* EXTRACT *
Bug 1417687

Summary: when adding oVirt node 4.0 to 4.0 cluster in 4.1 engine fluentd wants to be installed
Product: [oVirt] ovirt-host-deploy Reporter: Jiri Belka <jbelka>
Component: GeneralAssignee: Yedidyah Bar David <didi>
Status: CLOSED WONTFIX QA Contact: Pavel Stehlik <pstehlik>
Severity: medium Docs Contact:
Priority: unspecified    
Version: 1.6.0CC: bugs, didi, jbelka, mgoldboi, oourfali, ykaul, ylavi
Target Milestone: ---   
Target Release: ---   
Hardware: Unspecified   
OS: Unspecified   
Whiteboard:
Fixed In Version: Doc Type: If docs needed, set a value
Doc Text:
Story Points: ---
Clone Of: Environment:
Last Closed: 2017-02-02 09:45:01 UTC Type: Bug
Regression: --- Mount Type: ---
Documentation: --- CRM:
Verified Versions: Category: ---
oVirt Team: Metrics RHEL 7.3 requirements from Atomic Host:
Cloudforms Team: --- Target Upstream Version:
Embargoed:

Description Jiri Belka 2017-01-30 16:38:53 UTC
Description of problem:

when adding rhvh 4.0 to 4.0 cluster in 4.1 engine fluentd wants to be installed.

this could break in the future when 4.1 will be released and rhvh 4.0 won't have rhvh-4.1 channel with fluentd.

Version-Release number of selected component (if applicable):
ovirt-host-deploy-1.6.0-1.el7ev.noarch

How reproducible:
1/1

Steps to Reproduce:
1. have 4.1 engine with 4.0 clstr compat level
2. add 4.0 node into the clstr
3.

Actual results:
Failed to install Host dell-r210ii-03. Failed to execute stage 'Package installation': Package collectd cannot be found.

Expected results:
maybe host-deploy should distinguish required packages per cluster compat level and thus not require 4.1 packages for 4.0 hosts.

Additional info:

Comment 1 Sandro Bonazzola 2017-01-30 17:07:40 UTC
oVirt 4.0 hosts should be updated to 4.1 when using oVirt Engine 4.1.

* DATA EXCERPT *
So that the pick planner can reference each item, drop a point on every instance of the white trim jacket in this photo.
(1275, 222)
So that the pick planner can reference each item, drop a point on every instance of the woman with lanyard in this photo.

* DIRECTION 1 *
Write out the stretch of the bug report from "Version-Release number of" through "cannot be found.", swapping "clstr" for "cluster".
* DIRECTION 2 *
Answer these questions from the bug report.
(a) Who is listed as the assignee?
(b) On what date and at what time was the description posted?
(c) Which package could not be found during the failed installation?

* EXERCISE ANSWER 1 *
Version-Release number of selected component (if applicable):
ovirt-host-deploy-1.6.0-1.el7ev.noarch

How reproducible:
1/1

Steps to Reproduce:
1. have 4.1 engine with 4.0 cluster compat level
2. add 4.0 node into the cluster
3.

Actual results:
Failed to install Host dell-r210ii-03. Failed to execute stage 'Package installation': Package collectd cannot be found.

* EXERCISE ANSWER 2 *
(a) Yedidyah Bar David
(b) 2017-01-30 at 16:38:53 UTC
(c) collectd